**Consigne A**
D'après l'entretien, quels types de jeunes gens Prévert recevait-il chez lui le dimanche ? Citez-les tous.
**Consigne B**
Recopiez tout le passage de l'entretien qui va de « Sur le toit » jusqu'à « midis chez lui... » inclus.

**Texte proposé**
-*-*-
Sur le toit © Léon Herschtritt
Votre exposition à la Galerie Esther Woerdehoff présente de nombreux portraits de célébrités, pourquoi ne pas avoir choisi des clichés plus politiques comme ceux de la série « Les Gosses d'Algérie » ou vos clichés de Mai 68 par exemple ?
Ce sont Esther Woerdehoff et Sabine Guédamour qui ont choisi. Et j'aime bien les portraits, j'ai d'ailleurs fait plusieurs expositions de portraits connus et inconnus. Mais c'est plus facile de vendre un portrait de Jean Seberg qu'un portrait de ma cousine Berthe !
On ne voit pas de photographie de Jacques Prévert, ni dans votre livre ni dans les clichés retenus pour l'exposition. Vous déjeuniez pourtant tous les dimanches midis chez lui...
Oui, je ne l'ai jamais photographié. Je ne voulais pas trop photographier les gens que je fréquentais. Prévert recevait tous les dimanches des jeunes gens : guitaristes, photographes ou encore de simples inconnus rencontrés par hasard. Il utilisait sa notoriété pour les encourager. Il nous invitait sur sa terrasse du Moulin Rouge. On rencontrait de nouvelles personnes, c'était exceptionnel et drôle !
C'est grâce à Emile Savitry, un photographe humaniste peu connu, que j'ai rencontré Jacques Prévert. Chez Savitry, il y avait du saucisson, du pain et du vin rouge. Il y avait surtout des gens comme Brassaï et les frères Prévert. C'était formidable ! J'avais 18 ans et je rencontrais des célébrités.
-*-*-
**Données fournies**
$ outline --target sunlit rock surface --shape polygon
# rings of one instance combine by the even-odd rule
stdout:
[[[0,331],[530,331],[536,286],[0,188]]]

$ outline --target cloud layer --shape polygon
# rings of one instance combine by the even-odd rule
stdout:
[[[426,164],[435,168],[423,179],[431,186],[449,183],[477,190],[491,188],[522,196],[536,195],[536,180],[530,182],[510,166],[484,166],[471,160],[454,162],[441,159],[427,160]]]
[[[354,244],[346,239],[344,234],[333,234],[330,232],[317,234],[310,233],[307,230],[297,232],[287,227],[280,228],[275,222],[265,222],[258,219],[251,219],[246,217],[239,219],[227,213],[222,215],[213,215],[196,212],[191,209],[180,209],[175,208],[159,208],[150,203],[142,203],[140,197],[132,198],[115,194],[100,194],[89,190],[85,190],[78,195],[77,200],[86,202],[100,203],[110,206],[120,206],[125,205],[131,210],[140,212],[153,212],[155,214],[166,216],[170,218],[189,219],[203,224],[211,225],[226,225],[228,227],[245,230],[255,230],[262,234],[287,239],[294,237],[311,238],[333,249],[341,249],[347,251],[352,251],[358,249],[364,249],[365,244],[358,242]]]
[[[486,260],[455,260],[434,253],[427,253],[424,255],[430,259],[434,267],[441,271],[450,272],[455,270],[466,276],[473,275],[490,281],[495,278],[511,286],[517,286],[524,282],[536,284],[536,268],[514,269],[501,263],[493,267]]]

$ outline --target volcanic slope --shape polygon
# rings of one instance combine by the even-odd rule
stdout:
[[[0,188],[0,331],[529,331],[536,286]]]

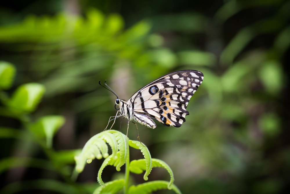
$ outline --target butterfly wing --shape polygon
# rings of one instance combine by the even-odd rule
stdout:
[[[145,86],[128,100],[133,112],[147,115],[166,126],[180,127],[188,114],[191,98],[203,80],[194,70],[173,72]]]

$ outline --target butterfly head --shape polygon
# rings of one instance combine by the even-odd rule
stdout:
[[[120,99],[119,98],[117,98],[116,99],[116,101],[115,101],[115,109],[116,110],[119,110],[120,109]],[[119,106],[119,108],[117,108],[116,107],[116,106]]]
-*-*-
**Résultat attendu A**
Des guitaristes, des photographes et de simples inconnus rencontrés par hasard.

**Résultat attendu B**
Sur le toit © Léon Herschtritt
Votre exposition à la Galerie Esther Woerdehoff présente de nombreux portraits de célébrités, pourquoi ne pas avoir choisi des clichés plus politiques comme ceux de la série « Les Gosses d'Algérie » ou vos clichés de Mai 68 par exemple ?
Ce sont Esther Woerdehoff et Sabine Guédamour qui ont choisi. Et j'aime bien les portraits, j'ai d'ailleurs fait plusieurs expositions de portraits connus et inconnus. Mais c'est plus facile de vendre un portrait de Jean Seberg qu'un portrait de ma cousine Berthe !
On ne voit pas de photographie de Jacques Prévert, ni dans votre livre ni dans les clichés retenus pour l'exposition. Vous déjeuniez pourtant tous les dimanches midis chez lui...